[About this exercise]: From the text about the film Nowhere to Hide, extract the passage from "We meet some" up to and including "for displaced persons.", word for word.

--- Study text Enclosed Below ---

Nori Sharif is a sensitive and ethical Iraqi who for 13 years has served as a hospital nurse and paramedic in the town of Jalawla in Diyala Province. In December 2011, besieged citizens of the area watch as the American troops evacuate, ending the occupation since the downfall of Saddam Hussain. Sharif is given a camera by director Zaradasht Ahmed, and he takes on the challenge of filming the lives of those who reside in the "triangle of death" in Central Iraq.
We meet some of his patients and colleagues, including a man who lost his leg in a car bombing and whose son has been brain-damaged. Another victim of the war recounts how his children froze to death in the desert. Sharif talks with two Norwegian doctors who have come to help.
In 2012, 1840 Iraqis are killed as the conflicts among militias continue. When ISIS takes over his village, Sharif, his wife, and four young children become refugees themselves. As he turns the camera on himself, it becomes clear that there is no safe hiding place in Iraq. After passing through 13 possible places to stay, Sharif and his exhausted and depressed family settle down in a camp for displaced persons.
Sharif provides us with an up-close and very personal look into the conflicts in Iraq. Through his eyes we see the suffering of ordinary people who are just trying to stay clear of the fighting. In a very touching scene, he sneaks back into Jalawla and visits the hospital where he worked. It is empty and in shambles, the equipment destroyed; they even find a decomposed body in the morgue. As tears fill his eyes, we grieve with him at all that has been lost throughout Iraq.
Nowhere to Hide covers five years in the "tornado of war" as Sharif wrestles with making sense of it all. He concludes that it is "an undiagnosed war: you only see its symptoms, you don't understand the disease."

--- End of Enclosed Study text ---
--- Extracted records Enclosed Below ---

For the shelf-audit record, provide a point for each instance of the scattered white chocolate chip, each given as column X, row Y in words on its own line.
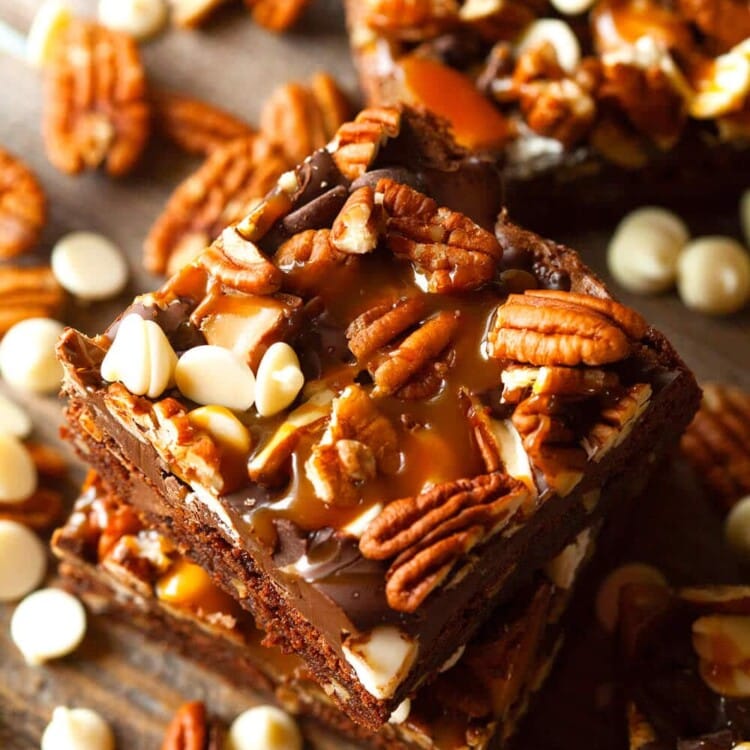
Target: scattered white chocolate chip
column 558, row 34
column 608, row 597
column 27, row 355
column 643, row 252
column 737, row 528
column 18, row 476
column 223, row 426
column 139, row 18
column 51, row 19
column 14, row 419
column 214, row 375
column 48, row 624
column 140, row 357
column 77, row 729
column 279, row 379
column 264, row 727
column 23, row 561
column 713, row 275
column 89, row 266
column 381, row 658
column 401, row 714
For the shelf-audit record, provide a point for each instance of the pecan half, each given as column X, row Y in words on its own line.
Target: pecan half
column 299, row 119
column 717, row 443
column 23, row 207
column 221, row 192
column 429, row 533
column 543, row 327
column 453, row 252
column 196, row 126
column 28, row 292
column 188, row 729
column 95, row 111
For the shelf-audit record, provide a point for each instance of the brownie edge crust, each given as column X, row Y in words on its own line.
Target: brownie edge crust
column 469, row 388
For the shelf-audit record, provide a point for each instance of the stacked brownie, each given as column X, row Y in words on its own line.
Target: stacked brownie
column 445, row 410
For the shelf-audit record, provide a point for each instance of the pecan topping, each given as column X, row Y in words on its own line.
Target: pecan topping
column 543, row 327
column 196, row 126
column 28, row 292
column 96, row 111
column 238, row 264
column 23, row 207
column 222, row 191
column 427, row 534
column 357, row 227
column 717, row 443
column 453, row 252
column 299, row 120
column 357, row 143
column 188, row 729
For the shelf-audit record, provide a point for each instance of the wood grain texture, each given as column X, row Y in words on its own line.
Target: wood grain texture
column 134, row 683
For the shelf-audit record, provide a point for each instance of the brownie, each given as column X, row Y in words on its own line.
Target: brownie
column 125, row 570
column 614, row 126
column 470, row 388
column 684, row 658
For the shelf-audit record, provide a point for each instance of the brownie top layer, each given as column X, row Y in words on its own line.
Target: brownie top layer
column 424, row 385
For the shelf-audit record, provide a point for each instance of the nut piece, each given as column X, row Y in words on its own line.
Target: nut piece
column 96, row 111
column 544, row 327
column 453, row 252
column 194, row 125
column 717, row 443
column 23, row 207
column 221, row 192
column 188, row 729
column 429, row 533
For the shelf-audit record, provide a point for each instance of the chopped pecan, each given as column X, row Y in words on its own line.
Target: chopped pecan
column 429, row 533
column 96, row 111
column 357, row 143
column 222, row 191
column 23, row 207
column 310, row 263
column 28, row 292
column 357, row 227
column 276, row 15
column 298, row 119
column 238, row 264
column 453, row 252
column 543, row 327
column 194, row 125
column 188, row 729
column 717, row 443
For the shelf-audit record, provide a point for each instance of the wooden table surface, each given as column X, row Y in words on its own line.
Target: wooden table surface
column 236, row 65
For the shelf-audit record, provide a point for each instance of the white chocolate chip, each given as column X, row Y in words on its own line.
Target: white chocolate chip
column 48, row 624
column 737, row 528
column 14, row 420
column 89, row 266
column 23, row 561
column 608, row 597
column 223, row 426
column 558, row 34
column 381, row 658
column 264, row 727
column 139, row 18
column 713, row 275
column 214, row 375
column 140, row 357
column 279, row 379
column 643, row 252
column 27, row 355
column 18, row 476
column 51, row 19
column 77, row 729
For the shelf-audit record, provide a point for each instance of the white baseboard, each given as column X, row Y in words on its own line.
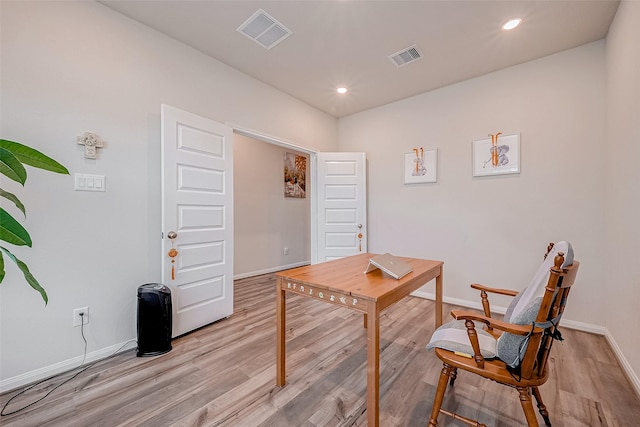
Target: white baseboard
column 270, row 270
column 64, row 366
column 626, row 367
column 567, row 323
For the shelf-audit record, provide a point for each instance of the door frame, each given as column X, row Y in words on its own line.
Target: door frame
column 313, row 163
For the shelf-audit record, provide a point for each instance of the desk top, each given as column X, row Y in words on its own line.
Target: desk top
column 346, row 275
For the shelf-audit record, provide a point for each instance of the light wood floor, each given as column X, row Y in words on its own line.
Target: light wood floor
column 224, row 375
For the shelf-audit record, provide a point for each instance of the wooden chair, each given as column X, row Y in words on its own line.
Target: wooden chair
column 532, row 371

--- End of Enclosed Extracted records ---

[Solution]:
We meet some of his patients and colleagues, including a man who lost his leg in a car bombing and whose son has been brain-damaged. Another victim of the war recounts how his children froze to death in the desert. Sharif talks with two Norwegian doctors who have come to help.
In 2012, 1840 Iraqis are killed as the conflicts among militias continue. When ISIS takes over his village, Sharif, his wife, and four young children become refugees themselves. As he turns the camera on himself, it becomes clear that there is no safe hiding place in Iraq. After passing through 13 possible places to stay, Sharif and his exhausted and depressed family settle down in a camp for displaced persons.